§ Direction
Count the lines in the records below that contain the word "wearing", treating uppercase and lowercase as different. Give only the number.

§ Records for the task
····················

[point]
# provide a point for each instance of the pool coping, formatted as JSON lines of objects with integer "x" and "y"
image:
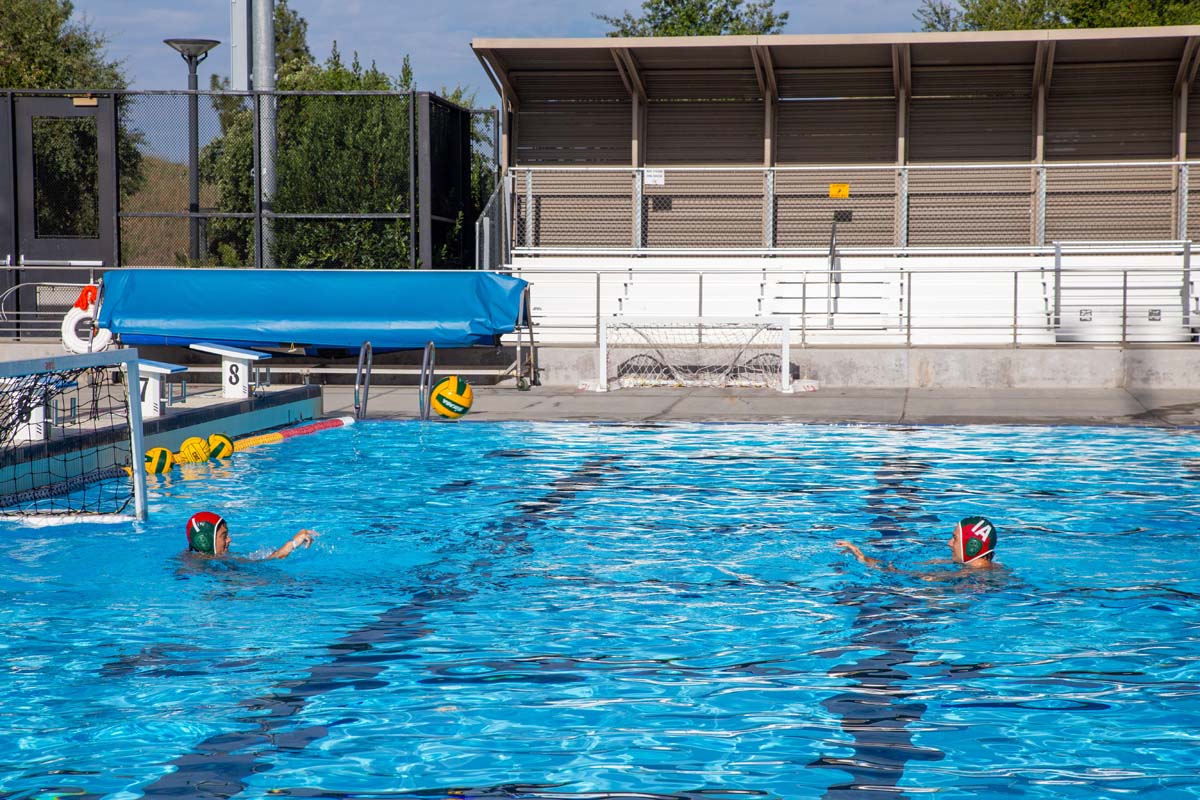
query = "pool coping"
{"x": 1165, "y": 408}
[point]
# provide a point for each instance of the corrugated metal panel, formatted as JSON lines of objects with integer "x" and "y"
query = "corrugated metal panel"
{"x": 1120, "y": 112}
{"x": 804, "y": 210}
{"x": 1109, "y": 203}
{"x": 834, "y": 83}
{"x": 1193, "y": 202}
{"x": 983, "y": 114}
{"x": 700, "y": 84}
{"x": 709, "y": 209}
{"x": 837, "y": 131}
{"x": 705, "y": 133}
{"x": 576, "y": 209}
{"x": 574, "y": 133}
{"x": 971, "y": 130}
{"x": 979, "y": 206}
{"x": 538, "y": 88}
{"x": 972, "y": 82}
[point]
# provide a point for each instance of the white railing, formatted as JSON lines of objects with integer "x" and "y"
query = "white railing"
{"x": 1041, "y": 305}
{"x": 780, "y": 210}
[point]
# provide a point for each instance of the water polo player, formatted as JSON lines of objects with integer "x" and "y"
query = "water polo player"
{"x": 972, "y": 545}
{"x": 208, "y": 534}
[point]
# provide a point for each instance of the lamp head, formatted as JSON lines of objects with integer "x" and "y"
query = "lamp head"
{"x": 192, "y": 48}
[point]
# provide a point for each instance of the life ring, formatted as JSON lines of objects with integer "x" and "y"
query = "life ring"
{"x": 84, "y": 308}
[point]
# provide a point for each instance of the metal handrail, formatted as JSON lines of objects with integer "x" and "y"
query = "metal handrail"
{"x": 11, "y": 290}
{"x": 426, "y": 386}
{"x": 835, "y": 167}
{"x": 363, "y": 380}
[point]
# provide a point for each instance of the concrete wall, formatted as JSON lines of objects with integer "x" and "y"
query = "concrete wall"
{"x": 1067, "y": 367}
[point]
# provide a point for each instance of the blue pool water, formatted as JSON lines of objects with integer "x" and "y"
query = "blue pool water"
{"x": 581, "y": 611}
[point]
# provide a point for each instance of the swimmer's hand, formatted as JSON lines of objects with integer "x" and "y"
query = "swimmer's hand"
{"x": 853, "y": 549}
{"x": 303, "y": 539}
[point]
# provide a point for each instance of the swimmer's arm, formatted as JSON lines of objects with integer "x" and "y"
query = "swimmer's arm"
{"x": 304, "y": 539}
{"x": 875, "y": 564}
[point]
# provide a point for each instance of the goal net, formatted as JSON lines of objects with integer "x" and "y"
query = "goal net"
{"x": 71, "y": 437}
{"x": 695, "y": 352}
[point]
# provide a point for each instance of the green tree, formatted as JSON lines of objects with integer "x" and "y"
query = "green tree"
{"x": 334, "y": 155}
{"x": 699, "y": 18}
{"x": 1024, "y": 14}
{"x": 42, "y": 48}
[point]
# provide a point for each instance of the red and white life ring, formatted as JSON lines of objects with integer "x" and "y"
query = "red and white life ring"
{"x": 84, "y": 308}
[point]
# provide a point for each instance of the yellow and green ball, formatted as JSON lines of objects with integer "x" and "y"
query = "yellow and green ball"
{"x": 159, "y": 461}
{"x": 451, "y": 397}
{"x": 193, "y": 451}
{"x": 220, "y": 445}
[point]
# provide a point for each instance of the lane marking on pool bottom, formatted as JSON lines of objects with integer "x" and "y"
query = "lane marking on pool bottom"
{"x": 876, "y": 711}
{"x": 220, "y": 765}
{"x": 289, "y": 433}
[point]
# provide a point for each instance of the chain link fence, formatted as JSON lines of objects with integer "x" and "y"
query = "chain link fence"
{"x": 562, "y": 209}
{"x": 340, "y": 188}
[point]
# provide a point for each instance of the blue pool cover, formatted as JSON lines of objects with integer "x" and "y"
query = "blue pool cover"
{"x": 310, "y": 308}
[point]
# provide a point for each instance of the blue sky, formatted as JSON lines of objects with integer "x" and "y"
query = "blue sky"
{"x": 435, "y": 32}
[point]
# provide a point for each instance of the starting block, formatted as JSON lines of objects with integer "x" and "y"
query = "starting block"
{"x": 150, "y": 391}
{"x": 234, "y": 367}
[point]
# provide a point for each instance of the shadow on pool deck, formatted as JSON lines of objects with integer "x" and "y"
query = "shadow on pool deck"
{"x": 1159, "y": 408}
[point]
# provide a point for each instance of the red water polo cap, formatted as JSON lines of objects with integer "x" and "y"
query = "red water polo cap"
{"x": 202, "y": 530}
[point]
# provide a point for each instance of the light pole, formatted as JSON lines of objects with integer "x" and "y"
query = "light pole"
{"x": 193, "y": 50}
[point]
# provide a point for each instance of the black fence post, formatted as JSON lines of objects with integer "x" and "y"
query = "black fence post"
{"x": 412, "y": 179}
{"x": 118, "y": 100}
{"x": 468, "y": 210}
{"x": 425, "y": 176}
{"x": 255, "y": 101}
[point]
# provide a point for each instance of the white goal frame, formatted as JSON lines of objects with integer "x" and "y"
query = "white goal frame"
{"x": 781, "y": 322}
{"x": 125, "y": 360}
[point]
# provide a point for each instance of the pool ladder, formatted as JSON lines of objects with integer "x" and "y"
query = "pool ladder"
{"x": 426, "y": 389}
{"x": 363, "y": 380}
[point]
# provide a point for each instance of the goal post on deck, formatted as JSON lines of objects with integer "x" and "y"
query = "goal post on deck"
{"x": 71, "y": 438}
{"x": 717, "y": 352}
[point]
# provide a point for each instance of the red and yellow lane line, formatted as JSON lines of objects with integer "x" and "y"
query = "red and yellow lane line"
{"x": 288, "y": 433}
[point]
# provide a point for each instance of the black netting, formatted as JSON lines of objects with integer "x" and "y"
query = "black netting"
{"x": 65, "y": 443}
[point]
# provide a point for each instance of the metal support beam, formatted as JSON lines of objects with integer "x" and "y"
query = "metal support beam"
{"x": 499, "y": 73}
{"x": 1183, "y": 79}
{"x": 1043, "y": 67}
{"x": 901, "y": 83}
{"x": 765, "y": 71}
{"x": 425, "y": 180}
{"x": 630, "y": 76}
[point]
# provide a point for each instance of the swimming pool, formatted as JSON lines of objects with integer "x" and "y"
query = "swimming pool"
{"x": 565, "y": 609}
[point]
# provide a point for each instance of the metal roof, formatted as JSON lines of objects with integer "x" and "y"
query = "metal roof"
{"x": 727, "y": 66}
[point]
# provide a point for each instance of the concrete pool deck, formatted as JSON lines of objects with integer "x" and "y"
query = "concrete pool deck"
{"x": 1147, "y": 407}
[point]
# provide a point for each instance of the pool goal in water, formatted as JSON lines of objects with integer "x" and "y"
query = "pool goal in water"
{"x": 718, "y": 352}
{"x": 71, "y": 437}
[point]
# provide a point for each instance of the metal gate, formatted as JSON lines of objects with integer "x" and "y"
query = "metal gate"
{"x": 58, "y": 204}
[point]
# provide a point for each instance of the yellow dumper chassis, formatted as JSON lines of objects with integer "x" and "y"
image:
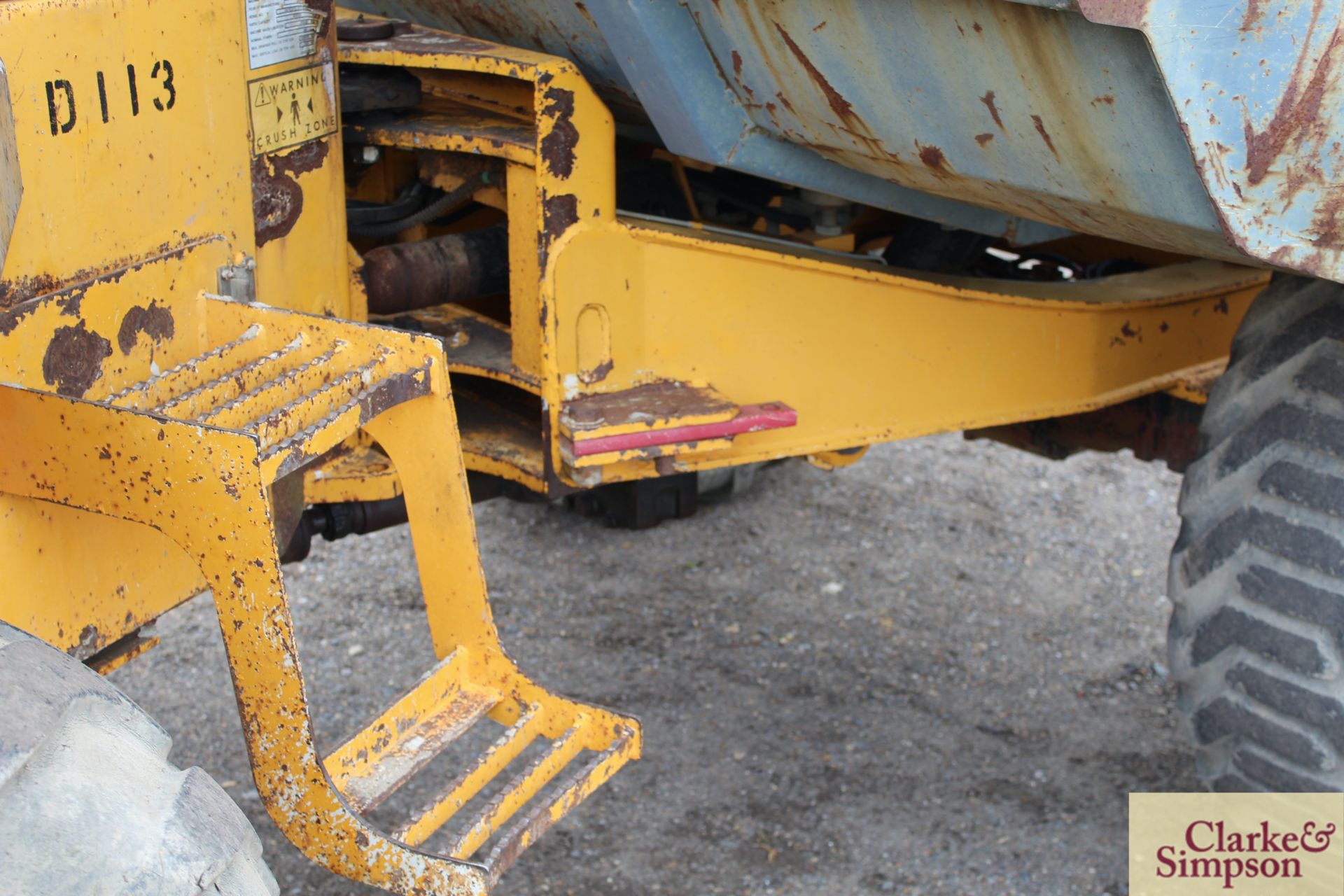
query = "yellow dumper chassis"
{"x": 151, "y": 430}
{"x": 608, "y": 308}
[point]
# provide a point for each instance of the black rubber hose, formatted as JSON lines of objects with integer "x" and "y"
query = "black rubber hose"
{"x": 437, "y": 209}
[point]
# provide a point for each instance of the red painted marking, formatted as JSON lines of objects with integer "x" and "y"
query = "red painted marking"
{"x": 752, "y": 418}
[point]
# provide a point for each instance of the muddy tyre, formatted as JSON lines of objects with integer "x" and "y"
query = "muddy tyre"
{"x": 1257, "y": 575}
{"x": 89, "y": 804}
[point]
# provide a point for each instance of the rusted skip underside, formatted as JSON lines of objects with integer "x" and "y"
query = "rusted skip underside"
{"x": 1211, "y": 130}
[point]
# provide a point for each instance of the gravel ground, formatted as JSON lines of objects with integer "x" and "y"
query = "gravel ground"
{"x": 936, "y": 672}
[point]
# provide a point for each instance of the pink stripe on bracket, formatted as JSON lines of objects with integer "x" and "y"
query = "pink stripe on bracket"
{"x": 752, "y": 418}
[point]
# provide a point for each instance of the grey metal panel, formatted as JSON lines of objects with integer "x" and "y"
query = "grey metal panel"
{"x": 1257, "y": 86}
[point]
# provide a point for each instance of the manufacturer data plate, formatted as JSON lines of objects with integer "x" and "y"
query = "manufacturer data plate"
{"x": 292, "y": 108}
{"x": 280, "y": 30}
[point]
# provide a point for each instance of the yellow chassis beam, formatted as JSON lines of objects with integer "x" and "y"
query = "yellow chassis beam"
{"x": 603, "y": 302}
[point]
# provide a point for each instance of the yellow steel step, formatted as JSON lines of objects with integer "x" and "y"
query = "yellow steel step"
{"x": 369, "y": 767}
{"x": 192, "y": 450}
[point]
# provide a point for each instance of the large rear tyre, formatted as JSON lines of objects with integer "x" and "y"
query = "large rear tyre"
{"x": 89, "y": 804}
{"x": 1257, "y": 573}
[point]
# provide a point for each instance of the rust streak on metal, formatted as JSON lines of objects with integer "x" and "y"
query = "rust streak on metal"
{"x": 933, "y": 158}
{"x": 1253, "y": 15}
{"x": 993, "y": 111}
{"x": 74, "y": 359}
{"x": 71, "y": 286}
{"x": 839, "y": 104}
{"x": 153, "y": 320}
{"x": 1297, "y": 109}
{"x": 1044, "y": 134}
{"x": 558, "y": 214}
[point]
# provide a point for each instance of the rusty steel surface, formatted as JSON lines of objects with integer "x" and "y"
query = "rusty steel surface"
{"x": 405, "y": 277}
{"x": 1205, "y": 128}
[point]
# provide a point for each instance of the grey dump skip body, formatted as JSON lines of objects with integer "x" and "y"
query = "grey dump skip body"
{"x": 1205, "y": 128}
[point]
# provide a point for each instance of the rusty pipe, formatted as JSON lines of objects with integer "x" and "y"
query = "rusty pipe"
{"x": 402, "y": 277}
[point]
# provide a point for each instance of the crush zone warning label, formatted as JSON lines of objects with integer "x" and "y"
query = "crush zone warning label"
{"x": 292, "y": 108}
{"x": 280, "y": 30}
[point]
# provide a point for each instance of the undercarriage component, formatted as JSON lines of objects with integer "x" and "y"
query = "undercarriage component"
{"x": 366, "y": 89}
{"x": 403, "y": 277}
{"x": 254, "y": 396}
{"x": 1256, "y": 577}
{"x": 88, "y": 793}
{"x": 1155, "y": 428}
{"x": 641, "y": 504}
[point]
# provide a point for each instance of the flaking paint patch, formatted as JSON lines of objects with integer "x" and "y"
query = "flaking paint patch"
{"x": 73, "y": 362}
{"x": 152, "y": 320}
{"x": 559, "y": 144}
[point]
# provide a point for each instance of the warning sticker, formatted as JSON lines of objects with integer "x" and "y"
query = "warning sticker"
{"x": 280, "y": 30}
{"x": 292, "y": 108}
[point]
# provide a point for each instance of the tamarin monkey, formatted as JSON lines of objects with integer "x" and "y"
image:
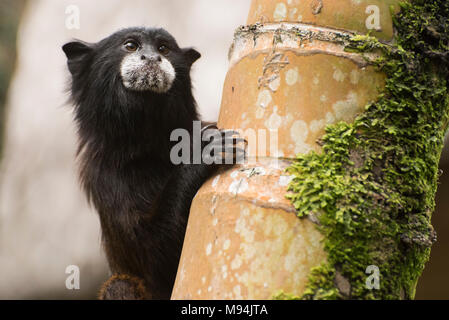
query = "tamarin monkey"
{"x": 130, "y": 91}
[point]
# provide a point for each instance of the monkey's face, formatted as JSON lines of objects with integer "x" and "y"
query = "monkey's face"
{"x": 146, "y": 67}
{"x": 141, "y": 59}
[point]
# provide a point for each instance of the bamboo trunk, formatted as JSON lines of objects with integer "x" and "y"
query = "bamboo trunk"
{"x": 289, "y": 77}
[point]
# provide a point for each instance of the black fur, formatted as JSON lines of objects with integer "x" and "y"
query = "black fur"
{"x": 143, "y": 200}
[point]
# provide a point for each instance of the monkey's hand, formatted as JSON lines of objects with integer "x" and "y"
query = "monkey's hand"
{"x": 222, "y": 147}
{"x": 123, "y": 287}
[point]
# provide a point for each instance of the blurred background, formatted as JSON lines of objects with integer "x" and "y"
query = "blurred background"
{"x": 45, "y": 222}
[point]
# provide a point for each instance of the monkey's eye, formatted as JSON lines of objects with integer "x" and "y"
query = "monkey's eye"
{"x": 131, "y": 45}
{"x": 163, "y": 49}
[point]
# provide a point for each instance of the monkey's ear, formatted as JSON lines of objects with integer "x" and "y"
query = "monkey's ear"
{"x": 191, "y": 54}
{"x": 75, "y": 52}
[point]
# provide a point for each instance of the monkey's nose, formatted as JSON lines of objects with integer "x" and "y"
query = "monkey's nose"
{"x": 151, "y": 58}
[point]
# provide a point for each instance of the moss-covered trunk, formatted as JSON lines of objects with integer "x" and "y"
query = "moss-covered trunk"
{"x": 372, "y": 188}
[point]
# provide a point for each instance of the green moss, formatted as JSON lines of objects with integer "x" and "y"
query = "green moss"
{"x": 373, "y": 186}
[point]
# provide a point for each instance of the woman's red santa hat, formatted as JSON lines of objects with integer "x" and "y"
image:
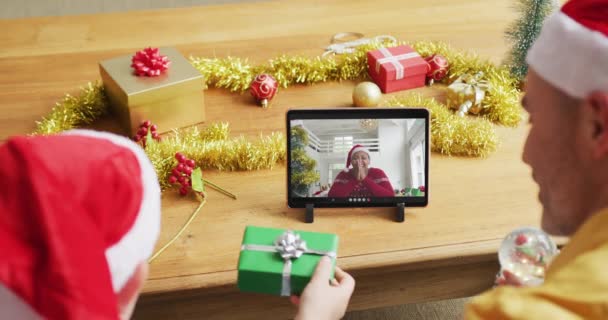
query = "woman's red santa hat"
{"x": 78, "y": 213}
{"x": 571, "y": 51}
{"x": 356, "y": 148}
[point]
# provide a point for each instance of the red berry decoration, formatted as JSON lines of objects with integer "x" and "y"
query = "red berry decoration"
{"x": 142, "y": 133}
{"x": 148, "y": 62}
{"x": 182, "y": 174}
{"x": 263, "y": 88}
{"x": 521, "y": 239}
{"x": 438, "y": 68}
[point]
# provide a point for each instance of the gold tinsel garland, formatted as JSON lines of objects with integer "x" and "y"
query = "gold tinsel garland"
{"x": 212, "y": 147}
{"x": 72, "y": 112}
{"x": 452, "y": 134}
{"x": 501, "y": 104}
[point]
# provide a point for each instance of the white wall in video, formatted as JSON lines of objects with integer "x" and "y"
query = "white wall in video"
{"x": 358, "y": 157}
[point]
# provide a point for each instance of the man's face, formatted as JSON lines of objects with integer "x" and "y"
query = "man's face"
{"x": 552, "y": 152}
{"x": 360, "y": 158}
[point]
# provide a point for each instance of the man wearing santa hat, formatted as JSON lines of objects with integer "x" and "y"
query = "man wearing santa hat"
{"x": 360, "y": 181}
{"x": 79, "y": 217}
{"x": 566, "y": 97}
{"x": 567, "y": 148}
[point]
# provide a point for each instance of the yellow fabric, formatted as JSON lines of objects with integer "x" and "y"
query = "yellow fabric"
{"x": 576, "y": 283}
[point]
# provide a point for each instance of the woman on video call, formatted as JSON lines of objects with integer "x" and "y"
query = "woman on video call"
{"x": 360, "y": 180}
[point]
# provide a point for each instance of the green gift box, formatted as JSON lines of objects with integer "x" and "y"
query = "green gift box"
{"x": 281, "y": 262}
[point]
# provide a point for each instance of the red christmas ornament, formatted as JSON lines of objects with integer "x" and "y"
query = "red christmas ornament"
{"x": 182, "y": 173}
{"x": 521, "y": 239}
{"x": 263, "y": 88}
{"x": 438, "y": 68}
{"x": 148, "y": 62}
{"x": 142, "y": 133}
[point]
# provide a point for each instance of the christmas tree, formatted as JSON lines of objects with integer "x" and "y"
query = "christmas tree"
{"x": 303, "y": 172}
{"x": 523, "y": 32}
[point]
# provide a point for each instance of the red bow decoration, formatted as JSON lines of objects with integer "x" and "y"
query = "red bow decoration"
{"x": 148, "y": 62}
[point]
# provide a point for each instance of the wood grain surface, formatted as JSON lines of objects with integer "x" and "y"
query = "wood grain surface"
{"x": 443, "y": 251}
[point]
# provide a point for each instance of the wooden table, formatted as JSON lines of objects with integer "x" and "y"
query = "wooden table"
{"x": 446, "y": 250}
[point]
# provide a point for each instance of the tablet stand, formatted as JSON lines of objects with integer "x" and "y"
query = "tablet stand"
{"x": 310, "y": 213}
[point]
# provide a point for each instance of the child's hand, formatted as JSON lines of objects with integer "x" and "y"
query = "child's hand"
{"x": 322, "y": 300}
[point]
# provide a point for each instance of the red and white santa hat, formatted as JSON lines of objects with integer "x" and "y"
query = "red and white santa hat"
{"x": 571, "y": 51}
{"x": 78, "y": 213}
{"x": 356, "y": 148}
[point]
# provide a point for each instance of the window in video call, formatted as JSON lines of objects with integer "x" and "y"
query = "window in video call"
{"x": 358, "y": 158}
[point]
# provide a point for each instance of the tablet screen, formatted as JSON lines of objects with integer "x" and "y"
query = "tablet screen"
{"x": 347, "y": 158}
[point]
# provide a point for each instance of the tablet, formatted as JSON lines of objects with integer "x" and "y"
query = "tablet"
{"x": 358, "y": 157}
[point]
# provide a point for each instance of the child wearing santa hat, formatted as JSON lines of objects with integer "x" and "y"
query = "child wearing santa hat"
{"x": 360, "y": 181}
{"x": 79, "y": 217}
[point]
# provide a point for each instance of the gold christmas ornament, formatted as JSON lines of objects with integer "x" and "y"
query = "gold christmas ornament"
{"x": 466, "y": 94}
{"x": 451, "y": 134}
{"x": 366, "y": 94}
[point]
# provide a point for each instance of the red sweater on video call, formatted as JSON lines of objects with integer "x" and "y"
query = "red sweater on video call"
{"x": 376, "y": 184}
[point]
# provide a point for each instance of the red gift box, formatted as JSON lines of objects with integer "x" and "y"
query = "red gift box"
{"x": 397, "y": 68}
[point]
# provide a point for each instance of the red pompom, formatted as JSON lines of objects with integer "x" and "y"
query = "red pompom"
{"x": 438, "y": 67}
{"x": 148, "y": 62}
{"x": 263, "y": 88}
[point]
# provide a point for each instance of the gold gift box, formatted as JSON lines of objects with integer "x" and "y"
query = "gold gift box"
{"x": 172, "y": 100}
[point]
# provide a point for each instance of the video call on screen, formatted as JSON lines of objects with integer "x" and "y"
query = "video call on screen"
{"x": 387, "y": 158}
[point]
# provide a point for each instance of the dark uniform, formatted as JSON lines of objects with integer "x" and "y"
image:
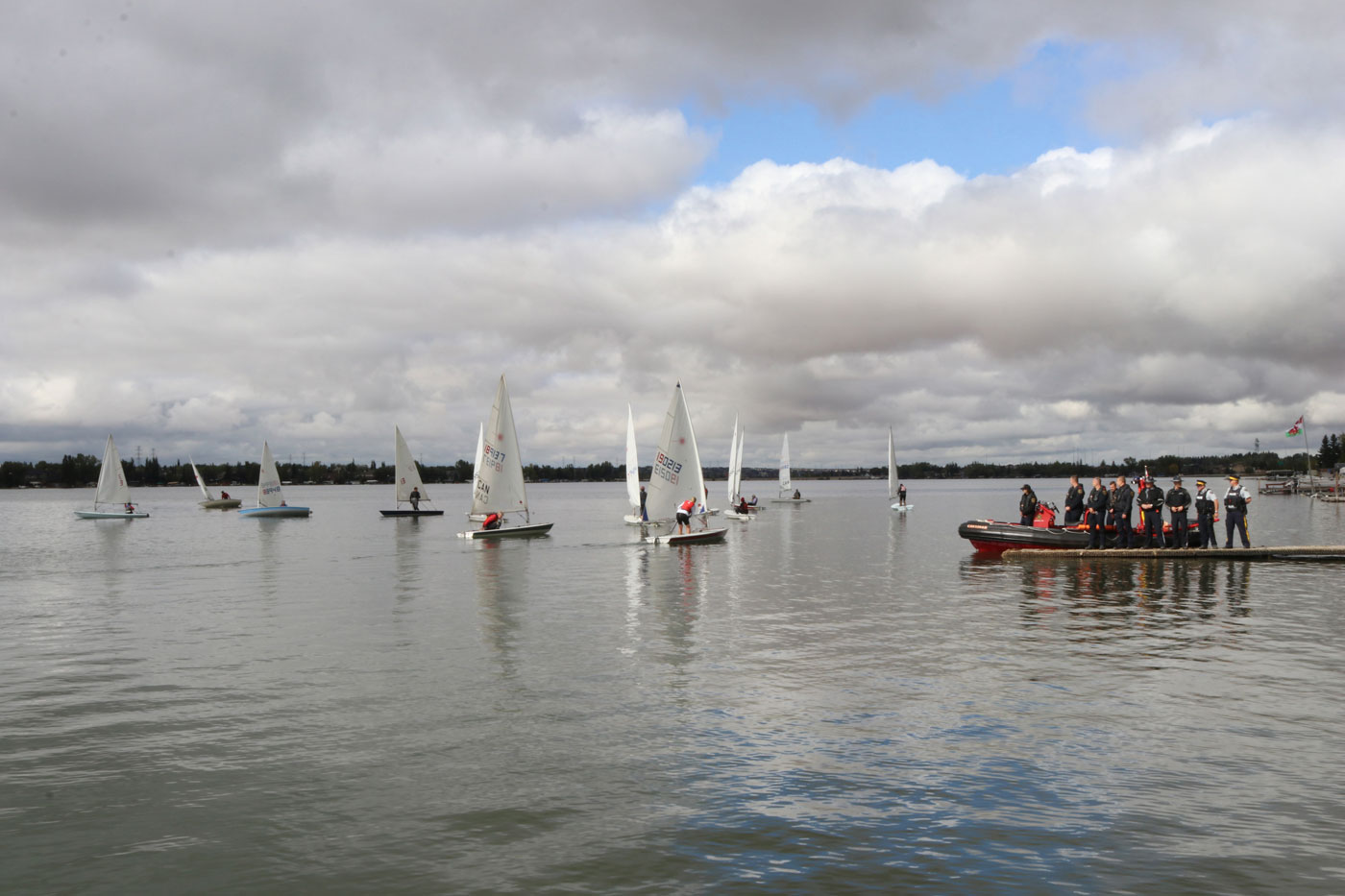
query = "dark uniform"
{"x": 1152, "y": 507}
{"x": 1098, "y": 502}
{"x": 1120, "y": 503}
{"x": 1179, "y": 499}
{"x": 1028, "y": 506}
{"x": 1235, "y": 513}
{"x": 1207, "y": 506}
{"x": 1073, "y": 505}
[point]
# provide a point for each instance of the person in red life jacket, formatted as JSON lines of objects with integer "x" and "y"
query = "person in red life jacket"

····················

§ Answer in full
4